### Task prompt:
Beneath this sentence is a set of records; write each of them out exactly.

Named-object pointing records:
--------------------------------------------------
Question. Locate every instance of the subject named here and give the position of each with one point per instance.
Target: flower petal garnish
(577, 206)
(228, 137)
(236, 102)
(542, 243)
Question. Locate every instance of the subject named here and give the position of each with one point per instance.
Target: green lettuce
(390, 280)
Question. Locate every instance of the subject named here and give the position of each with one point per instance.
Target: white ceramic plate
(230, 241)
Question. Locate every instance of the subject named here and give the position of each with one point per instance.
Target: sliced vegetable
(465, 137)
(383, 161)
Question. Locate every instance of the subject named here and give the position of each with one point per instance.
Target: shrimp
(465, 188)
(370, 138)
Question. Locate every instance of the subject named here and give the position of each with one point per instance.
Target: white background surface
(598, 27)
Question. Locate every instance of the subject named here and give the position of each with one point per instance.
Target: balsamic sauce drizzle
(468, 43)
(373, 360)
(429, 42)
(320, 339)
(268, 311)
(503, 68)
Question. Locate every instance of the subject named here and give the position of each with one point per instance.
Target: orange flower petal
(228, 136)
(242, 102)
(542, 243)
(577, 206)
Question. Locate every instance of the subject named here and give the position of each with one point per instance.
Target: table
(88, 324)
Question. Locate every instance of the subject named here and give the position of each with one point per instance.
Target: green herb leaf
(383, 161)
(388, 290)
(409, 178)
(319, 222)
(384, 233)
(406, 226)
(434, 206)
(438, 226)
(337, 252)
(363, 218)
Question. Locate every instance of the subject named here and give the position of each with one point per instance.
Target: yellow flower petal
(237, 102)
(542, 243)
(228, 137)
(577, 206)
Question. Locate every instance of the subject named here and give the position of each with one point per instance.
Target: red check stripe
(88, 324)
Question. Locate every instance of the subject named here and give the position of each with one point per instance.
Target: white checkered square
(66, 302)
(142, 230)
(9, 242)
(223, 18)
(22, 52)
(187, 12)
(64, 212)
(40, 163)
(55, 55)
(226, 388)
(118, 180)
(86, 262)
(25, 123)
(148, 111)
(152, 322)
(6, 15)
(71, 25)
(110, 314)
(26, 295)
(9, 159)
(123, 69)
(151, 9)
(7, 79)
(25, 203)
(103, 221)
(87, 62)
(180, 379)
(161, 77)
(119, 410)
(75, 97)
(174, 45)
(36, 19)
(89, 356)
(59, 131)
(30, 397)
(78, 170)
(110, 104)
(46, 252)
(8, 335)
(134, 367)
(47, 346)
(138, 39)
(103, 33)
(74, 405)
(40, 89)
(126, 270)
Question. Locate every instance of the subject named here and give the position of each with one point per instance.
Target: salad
--------------------------------------------------
### Response for this exercise:
Question. Locate every instance of the subject named here and give the position of each with one point per instance.
Target: flower petal garnish
(577, 206)
(228, 137)
(236, 102)
(542, 243)
Question. Locate every instance of the subject named here and give the position of each with one point per instance.
Target: green lettuce
(390, 280)
Question. Locate every instance of the subject named here and give the position of each with one point per instance.
Target: white ceramic plate
(230, 241)
Question. Locate every instance of the subject named here and give the position of each with one point per instance.
Target: sliced vegetable
(465, 137)
(383, 161)
Question. Locate every instance of the subject named here and give the position of each with one point per instance.
Target: shrimp
(465, 188)
(370, 138)
Question. Locate every instance of the subject named here and give the position of each with one point per instance.
Target: white background surface
(598, 27)
Question. Locate every instance of the subject named here and give the position of each with one point per instance.
Target: balsamic sauce drizzle
(468, 43)
(373, 360)
(429, 42)
(320, 339)
(268, 311)
(503, 68)
Question. Locate every instance of the subject named here and give the position of each with one point per instance.
Target: orange flower petal
(228, 136)
(242, 102)
(542, 243)
(577, 206)
Question. Locate every instance of the subject named here and give the position of each with one point per instance.
Target: table
(88, 324)
Question. Locate every instance of the subject named here and give the position of each with one point per instance.
Target: green herb leaf
(383, 161)
(388, 290)
(409, 178)
(319, 222)
(384, 233)
(406, 226)
(434, 206)
(438, 226)
(337, 252)
(363, 218)
Question. Locate every instance of the subject named here and give the position of each with one point per instance.
Target: yellow flower petal
(237, 102)
(542, 243)
(228, 137)
(577, 206)
Question. Locate every instance of the subject named here and give the position of each with one point per instance.
Target: red check stripe
(88, 324)
Question. Locate every instance of the subject named here and give the position of each with one point per instance.
Target: white checkered square
(66, 302)
(142, 230)
(9, 242)
(223, 18)
(22, 52)
(187, 12)
(64, 212)
(40, 163)
(55, 55)
(226, 388)
(118, 180)
(86, 262)
(25, 123)
(148, 111)
(152, 322)
(6, 15)
(71, 25)
(110, 314)
(26, 295)
(9, 159)
(123, 69)
(151, 9)
(7, 79)
(25, 203)
(103, 221)
(87, 62)
(180, 379)
(161, 77)
(119, 410)
(75, 97)
(174, 45)
(36, 19)
(89, 356)
(59, 131)
(30, 397)
(78, 170)
(110, 104)
(46, 252)
(8, 335)
(134, 367)
(47, 346)
(138, 39)
(103, 33)
(74, 405)
(40, 89)
(126, 270)
Question. Locate every instance of the subject named here and give the position of each with one point per instance.
Target: salad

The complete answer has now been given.